[Point-per-instance localization data]
_____
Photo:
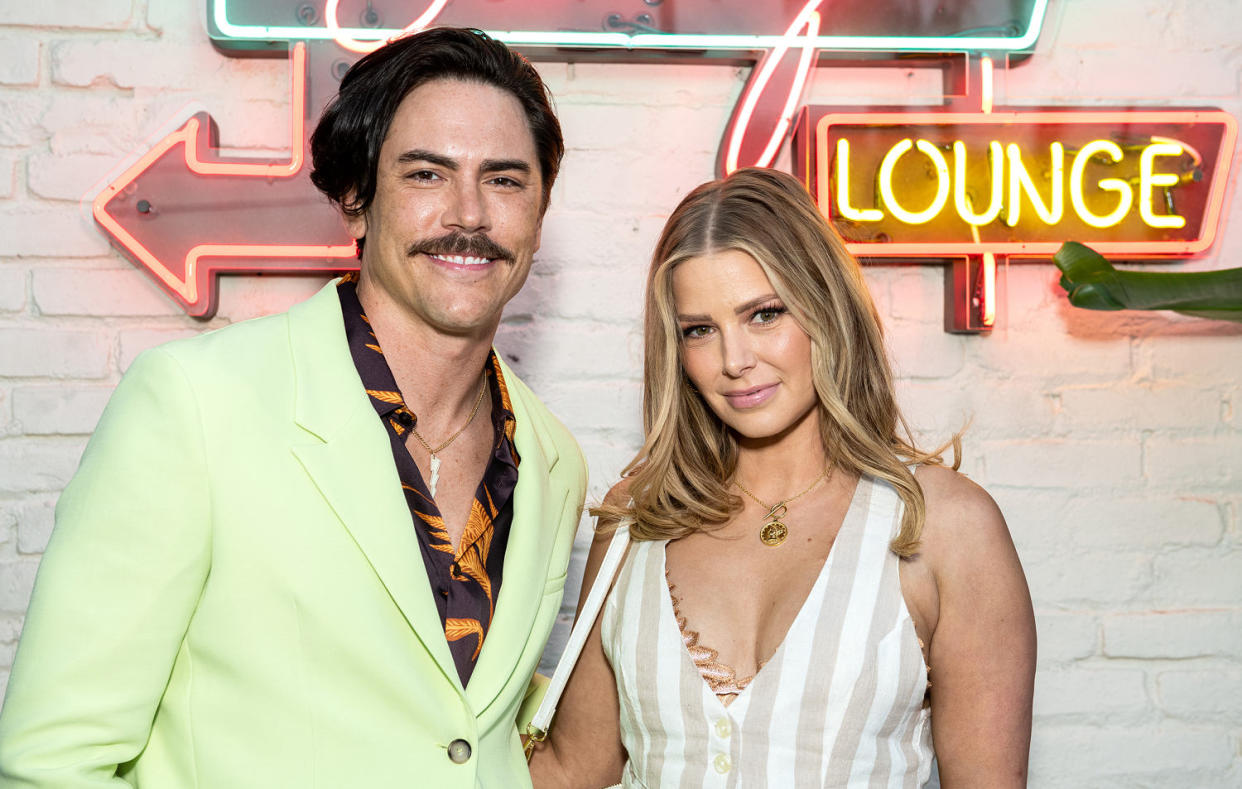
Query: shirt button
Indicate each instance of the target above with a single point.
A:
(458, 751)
_____
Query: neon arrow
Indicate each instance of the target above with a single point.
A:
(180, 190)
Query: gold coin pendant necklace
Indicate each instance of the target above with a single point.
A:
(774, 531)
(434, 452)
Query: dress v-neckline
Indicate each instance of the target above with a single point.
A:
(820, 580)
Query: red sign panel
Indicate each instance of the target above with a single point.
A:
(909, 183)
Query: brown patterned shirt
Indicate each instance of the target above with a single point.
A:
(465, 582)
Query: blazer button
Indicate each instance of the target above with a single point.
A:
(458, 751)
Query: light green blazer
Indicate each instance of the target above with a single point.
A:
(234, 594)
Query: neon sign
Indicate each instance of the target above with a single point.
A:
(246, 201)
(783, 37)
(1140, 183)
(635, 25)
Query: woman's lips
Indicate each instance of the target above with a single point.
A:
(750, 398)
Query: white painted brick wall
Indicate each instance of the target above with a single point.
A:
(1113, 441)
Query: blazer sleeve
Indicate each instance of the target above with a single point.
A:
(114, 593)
_____
**Task item:** Begin at the line that has "Query: blazer button" in the entries above; stop after the line that has "Query: blazer sleeve". Transcribe exactly those lines and no others.

**Solution below:**
Query: blazer button
Indicate each instance of the target above with a single point.
A:
(458, 751)
Query: light green blazer
Indicate each instance of the target above with a single point.
A:
(234, 594)
Query: neon sign
Indicate each instance of the target above with a single point.
A:
(246, 201)
(783, 37)
(1140, 183)
(635, 25)
Query: woman's lips
Indicate each instance of the target above with a single point.
A:
(750, 398)
Query: white painted brick wall
Indicate each instance of the target above with a single point.
A:
(1113, 441)
Query: blazer sleeve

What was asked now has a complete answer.